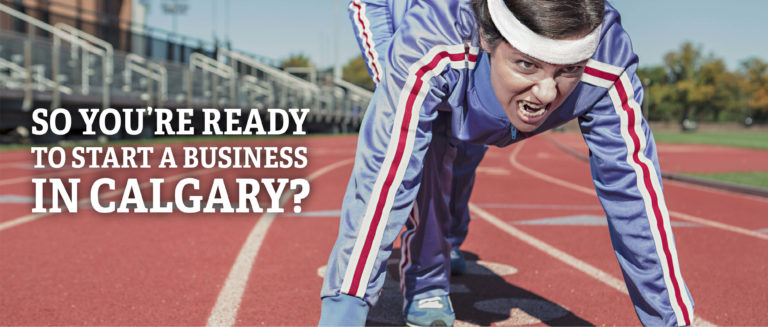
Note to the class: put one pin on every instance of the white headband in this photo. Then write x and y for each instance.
(540, 47)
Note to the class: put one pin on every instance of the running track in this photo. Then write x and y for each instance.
(540, 248)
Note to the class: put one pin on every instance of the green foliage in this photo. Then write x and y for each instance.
(356, 72)
(691, 85)
(755, 82)
(753, 139)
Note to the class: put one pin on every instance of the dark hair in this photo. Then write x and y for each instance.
(555, 19)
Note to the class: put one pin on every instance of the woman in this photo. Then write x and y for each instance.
(496, 73)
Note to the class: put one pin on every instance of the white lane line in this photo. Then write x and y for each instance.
(539, 206)
(572, 261)
(87, 200)
(227, 304)
(591, 191)
(564, 257)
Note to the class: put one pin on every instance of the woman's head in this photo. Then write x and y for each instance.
(538, 51)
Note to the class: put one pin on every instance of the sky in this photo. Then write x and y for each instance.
(733, 30)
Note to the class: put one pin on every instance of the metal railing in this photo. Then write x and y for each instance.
(82, 67)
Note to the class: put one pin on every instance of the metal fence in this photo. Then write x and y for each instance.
(60, 65)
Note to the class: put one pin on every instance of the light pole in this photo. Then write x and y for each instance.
(175, 8)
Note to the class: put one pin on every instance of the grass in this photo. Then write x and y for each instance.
(755, 178)
(742, 139)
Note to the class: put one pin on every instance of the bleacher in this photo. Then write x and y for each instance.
(60, 66)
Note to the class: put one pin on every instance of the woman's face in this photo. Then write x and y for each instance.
(529, 89)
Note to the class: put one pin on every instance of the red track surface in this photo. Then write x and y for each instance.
(169, 269)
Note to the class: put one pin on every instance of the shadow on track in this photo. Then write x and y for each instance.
(480, 297)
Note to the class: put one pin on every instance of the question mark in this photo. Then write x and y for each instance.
(303, 194)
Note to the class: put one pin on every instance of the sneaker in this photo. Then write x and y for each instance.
(434, 311)
(458, 265)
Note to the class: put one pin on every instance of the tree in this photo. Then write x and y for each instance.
(756, 86)
(356, 72)
(296, 60)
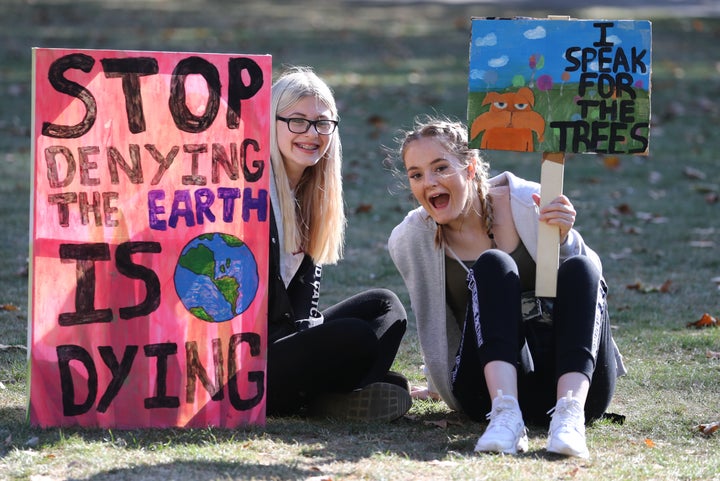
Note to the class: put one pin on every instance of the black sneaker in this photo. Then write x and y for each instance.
(379, 401)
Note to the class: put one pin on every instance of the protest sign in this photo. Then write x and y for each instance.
(557, 86)
(560, 86)
(149, 238)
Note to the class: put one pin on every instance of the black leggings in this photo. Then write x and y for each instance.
(577, 339)
(354, 346)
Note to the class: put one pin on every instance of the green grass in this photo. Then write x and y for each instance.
(649, 218)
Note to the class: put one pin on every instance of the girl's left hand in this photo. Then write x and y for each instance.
(559, 212)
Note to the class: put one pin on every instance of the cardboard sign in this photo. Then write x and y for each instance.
(560, 85)
(149, 239)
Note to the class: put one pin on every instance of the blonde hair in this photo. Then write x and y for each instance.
(453, 136)
(313, 216)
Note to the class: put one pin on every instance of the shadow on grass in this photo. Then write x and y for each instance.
(203, 470)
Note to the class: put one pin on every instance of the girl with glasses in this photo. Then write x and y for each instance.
(333, 362)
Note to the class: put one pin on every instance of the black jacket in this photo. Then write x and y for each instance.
(288, 307)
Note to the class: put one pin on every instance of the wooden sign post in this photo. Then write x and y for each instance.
(543, 85)
(149, 239)
(551, 185)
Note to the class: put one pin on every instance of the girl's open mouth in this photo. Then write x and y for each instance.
(439, 201)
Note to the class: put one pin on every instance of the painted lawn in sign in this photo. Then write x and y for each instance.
(560, 85)
(149, 239)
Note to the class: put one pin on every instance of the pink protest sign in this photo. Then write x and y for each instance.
(149, 239)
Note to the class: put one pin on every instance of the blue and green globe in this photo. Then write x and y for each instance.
(216, 277)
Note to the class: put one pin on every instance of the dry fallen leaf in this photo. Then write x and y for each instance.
(443, 423)
(692, 173)
(363, 208)
(705, 321)
(708, 429)
(645, 289)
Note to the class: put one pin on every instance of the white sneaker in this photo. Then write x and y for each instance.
(567, 428)
(506, 431)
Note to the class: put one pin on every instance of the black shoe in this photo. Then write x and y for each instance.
(379, 401)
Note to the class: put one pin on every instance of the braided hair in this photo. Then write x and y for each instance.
(454, 137)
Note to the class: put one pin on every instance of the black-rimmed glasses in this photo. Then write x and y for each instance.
(298, 125)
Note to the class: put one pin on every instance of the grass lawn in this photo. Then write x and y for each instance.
(654, 220)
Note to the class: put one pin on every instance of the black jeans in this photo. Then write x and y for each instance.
(354, 346)
(575, 337)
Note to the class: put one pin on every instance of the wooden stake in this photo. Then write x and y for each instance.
(548, 253)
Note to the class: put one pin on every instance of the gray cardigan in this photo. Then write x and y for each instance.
(412, 248)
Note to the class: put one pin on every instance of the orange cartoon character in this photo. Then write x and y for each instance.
(510, 122)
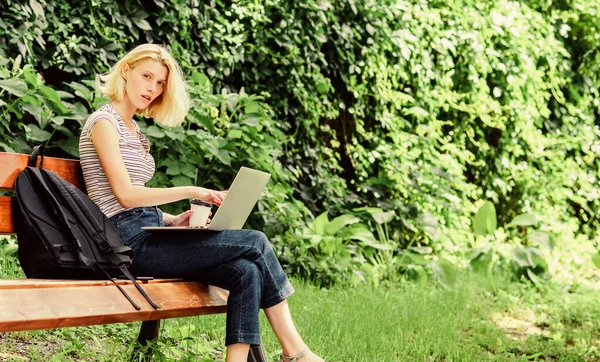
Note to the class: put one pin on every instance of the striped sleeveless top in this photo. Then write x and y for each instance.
(135, 153)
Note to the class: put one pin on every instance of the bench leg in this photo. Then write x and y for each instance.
(257, 354)
(148, 332)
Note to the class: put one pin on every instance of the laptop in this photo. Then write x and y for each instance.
(237, 205)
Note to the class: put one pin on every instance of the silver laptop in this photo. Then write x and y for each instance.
(237, 205)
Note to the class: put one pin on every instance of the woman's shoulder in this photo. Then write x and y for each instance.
(104, 112)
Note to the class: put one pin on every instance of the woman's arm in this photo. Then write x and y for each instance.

··········

With the pictures excluded, restate the material exactly as it stands.

**Completed exercise:**
Note to the class: put one pin on every instance of the white headband in this photo. Then write x and y for each instance.
(540, 47)
Note to the class: put one pin on every instance of the running track in this photo. Then write x and y for each instance.
(540, 248)
Note to the class: put one pin on every instance of the green foliage in this photo. Then write x and y for each instance.
(356, 72)
(691, 85)
(755, 82)
(753, 139)
Note to the class: put one pin on every instance of the dark hair in this photo. Then write x and y for each instance.
(555, 19)
Note to the class: put one pin on every instance of the woman in this photo. Then write x and y for each instance.
(496, 73)
Note to the class: put one pin on every instance of the white lane line in this photo. Then write x and y for each instance.
(539, 206)
(572, 261)
(87, 200)
(227, 304)
(591, 191)
(564, 257)
Note to the class: put one pin on every instance of the woman's head in this photo. Then write x and y for each instance.
(538, 51)
Note to the class: put one pin on every instance of the sky in this photo. Then write x and y for each instance.
(733, 30)
Note to the class: put one pin on every instance of the metal railing in this photo. Then write x and y for each instance.
(82, 67)
Note to the class: put one pin on every instance of the metal fence in this photo. Then write x and y for each instance.
(60, 65)
Note to the class: put one pin on every instance of the light pole in this photo. Then write x and y for each instance.
(175, 8)
Note to the class: put one pin on every instance of the grass in this photo. Then write x and y for each instance.
(755, 178)
(742, 139)
Note to the class: put one pin on every instance of the bleacher in this photo. Then write x and y for each instance.
(60, 66)
Note to the class: put one pin on every instance of the woman's face in this photo. Then write x and y for each instance.
(529, 89)
Note to the class: put one pin on every instance of the red track surface in this photo. Then write x and y for each instance.
(169, 269)
Note to the class: put one pin on every instance of the shadow on track in this photo. Then write x and y for each instance.
(480, 297)
Note to the class: put one pin on every instance of the question mark in this photo. Then write x and y for each instance.
(303, 194)
Note to the class: put one pin on every instance of the sneaker in this photo. Then write x and y for each instance.
(434, 311)
(458, 265)
Note to the class: put one pin on every instance of the tree in this photo. Then write x and y for each instance.
(756, 86)
(356, 72)
(296, 60)
Note to the class: put one pin on every instance of the black sneaker in this photo. Then write x and y for each instance.
(379, 401)
Note to the class: put one pin on every instance of the protest sign in this photo. Then write x and y for each instance.
(557, 86)
(560, 86)
(149, 238)
Note to the class: put one pin on every instance of the black leggings in this photo. Then write x and y for each instance.
(577, 339)
(354, 346)
Note to the class: put one pin on every instance of the green grass in this photo. Then write x and y for each instance.
(649, 218)
Note to the class: put one pin on every instance of the girl's left hand in this photo. Then write x and y for each instance.
(559, 212)
Note to the class: put one pin on every instance of the cardboard sign in this photo. Then write x and y for each instance.
(560, 85)
(149, 239)
Note to the class: put one pin on every instance of the blonde hair in this photo. Then write x and y for each instance.
(453, 136)
(313, 216)
Note to the class: put one pin on every instance of the shadow on grass in this photo. Then write x and y for each instance.
(203, 470)
Note to the class: put one pin on every instance of the girl with glasses in this photo. Then write x and y for each instance.
(333, 362)
Note to the class: put one pin on every instance of the black jacket in this photo. Then write x and y for each instance.
(288, 307)
Note to the class: put one pin on every instance of the wooden sign post in this photo. Then write x and y for each instance.
(543, 85)
(149, 239)
(551, 185)
Note to the class: put one pin on every instance of the girl's open mouth in this photo. Then write x and y for each instance.
(439, 201)
Note to the class: put one pin on every instance of the painted lawn in sign in this photo. Then write x and y for each instance.
(560, 85)
(149, 239)
Note to the class: put one pin on every instance of the pink protest sign in this photo. Then write x and y for each instance.
(149, 239)
Note to the class: put one pin on every instance of the blue and green globe in this photo. Then write x and y for each instance.
(216, 277)
Note to the class: put one pin on every instance of the dry fallen leaf in this photo. Then write x and y for each instance.
(443, 423)
(692, 173)
(363, 208)
(705, 321)
(708, 429)
(645, 289)
Note to the class: put one pin on every instance of the white sneaker in this photo. Then write x and y for each instance.
(567, 428)
(506, 431)
Note to the class: put one pin on every instance of the black shoe in this photo. Then write x and y for each instance.
(379, 401)
Note to the class: put one pin on every instance of the braided hair in this photo. Then write x and y for each instance.
(454, 137)
Note to the class: put one pin on every instance of the black-rimmed glasses in this photo. Then write x and y for each instance.
(298, 125)
Note to the class: put one pin on every instance of the grass lawn in this photo. Then write x and y for each instance.
(654, 220)
Note to the class: put one pin on every instance of the black jeans in this photo. Then write x and y for each instance.
(354, 346)
(575, 337)
Note to the class: put one pin on every instance of the wooden stake in this photo. Then write x and y for each instance.
(548, 253)
Note to the class: put one pin on every instance of the gray cardigan in this photo. Then write x and y for each instance.
(412, 248)
Note to the class: put one pin on every instance of the orange cartoon character in this photo. Then write x and y for each instance.
(510, 122)
Note to the class: put one pin on every instance of the striped sleeveless top in this photo. Then write x and y for each instance.
(135, 153)
Note to the class: put one pin on every instance of the bench leg in this photo. Then write x and y for each instance.
(257, 354)
(148, 332)
Note to the class: put one pin on every instance of the laptop in this photo. Then write x and y for each instance.
(237, 205)
Note to the class: put one pin on every instance of the silver laptop in this photo. Then write x and y for each instance.
(237, 205)
Note to the class: put one pin on every instance of the woman's shoulder in this photo. Then write x and y for each instance.
(104, 112)
Note to the class: put one pin on every instance of the woman's arm in this photo. Then write x and y for each instance.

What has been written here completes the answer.